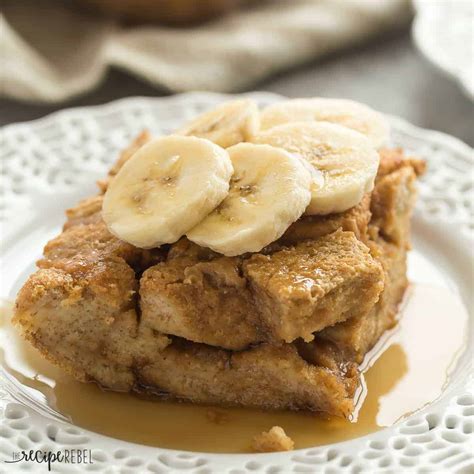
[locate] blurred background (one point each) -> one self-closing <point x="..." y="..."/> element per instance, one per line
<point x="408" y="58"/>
--
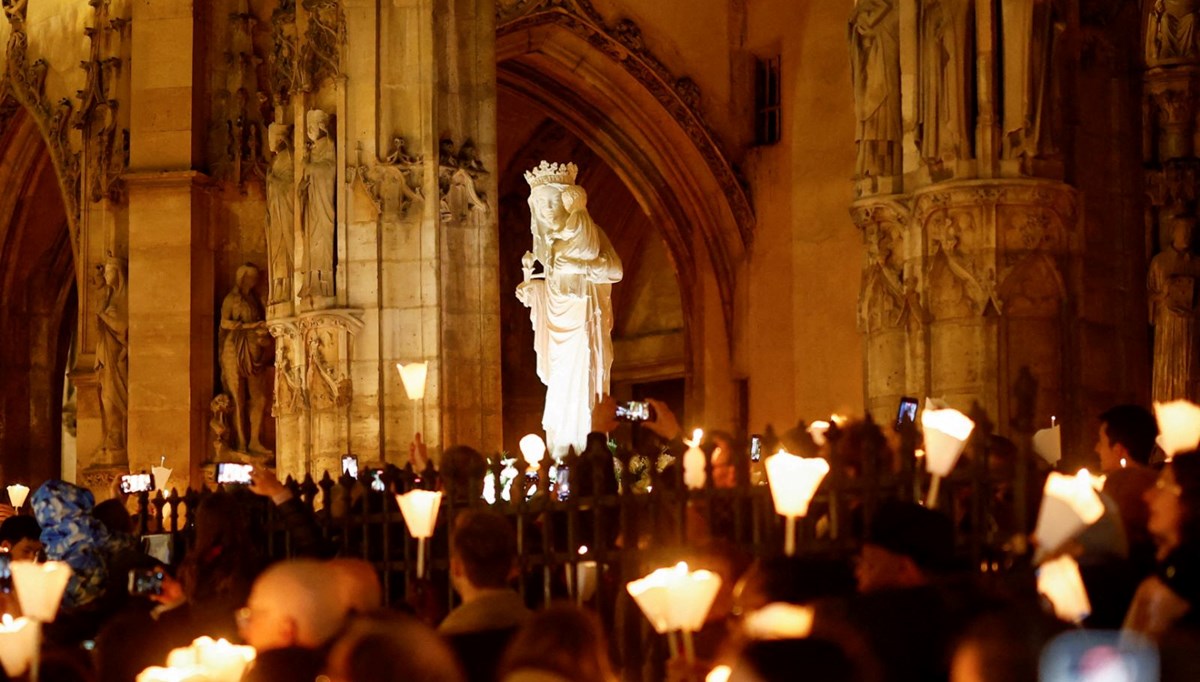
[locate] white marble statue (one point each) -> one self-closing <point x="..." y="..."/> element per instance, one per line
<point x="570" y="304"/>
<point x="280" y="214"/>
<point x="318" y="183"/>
* * *
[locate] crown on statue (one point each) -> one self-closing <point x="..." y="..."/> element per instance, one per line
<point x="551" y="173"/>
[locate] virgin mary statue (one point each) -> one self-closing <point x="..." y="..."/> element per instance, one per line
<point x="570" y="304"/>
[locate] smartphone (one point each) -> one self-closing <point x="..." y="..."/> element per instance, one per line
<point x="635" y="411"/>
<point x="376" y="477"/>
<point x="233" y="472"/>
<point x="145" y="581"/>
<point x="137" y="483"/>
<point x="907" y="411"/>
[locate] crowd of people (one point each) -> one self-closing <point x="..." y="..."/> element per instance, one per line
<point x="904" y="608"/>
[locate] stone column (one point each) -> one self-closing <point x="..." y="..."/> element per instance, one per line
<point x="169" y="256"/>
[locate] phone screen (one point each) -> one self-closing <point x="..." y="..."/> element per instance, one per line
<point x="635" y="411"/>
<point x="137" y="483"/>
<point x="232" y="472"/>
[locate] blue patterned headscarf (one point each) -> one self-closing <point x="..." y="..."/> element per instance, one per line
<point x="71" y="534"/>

Job: Please return, unchanged, each row above that contains the string "line". Case counts.

Answer in full:
[locate] blurred background (one point each) -> one self-closing <point x="..." y="..."/> element per instance, one per line
[locate] white marble statue (one point each) -> one self-closing <point x="..." y="..."/> element per instance, one per line
[locate] crown on statue (one point each) -> one self-closing <point x="..." y="..."/> element per instance, one per line
[locate] virgin mary statue (one point each) -> one self-closing <point x="..." y="..."/> element per instance, one per line
[locate] smartphone (one point each) -> one self-closing <point x="..." y="..."/> element per instance, one per line
[locate] crowd of people (one point each) -> one self-closing <point x="..." y="..."/> element per instance, one per line
[locate] stone column (one point each) -> one self-closing <point x="..." y="..."/> element per instance, one per line
[locate] phone screen (one point each) -> one self-closing <point x="..." y="..."/> element per instance, one per line
[locate] blue patterned headscarf (one point each) -> one self-closing <point x="..." y="..."/> element per instance, one per line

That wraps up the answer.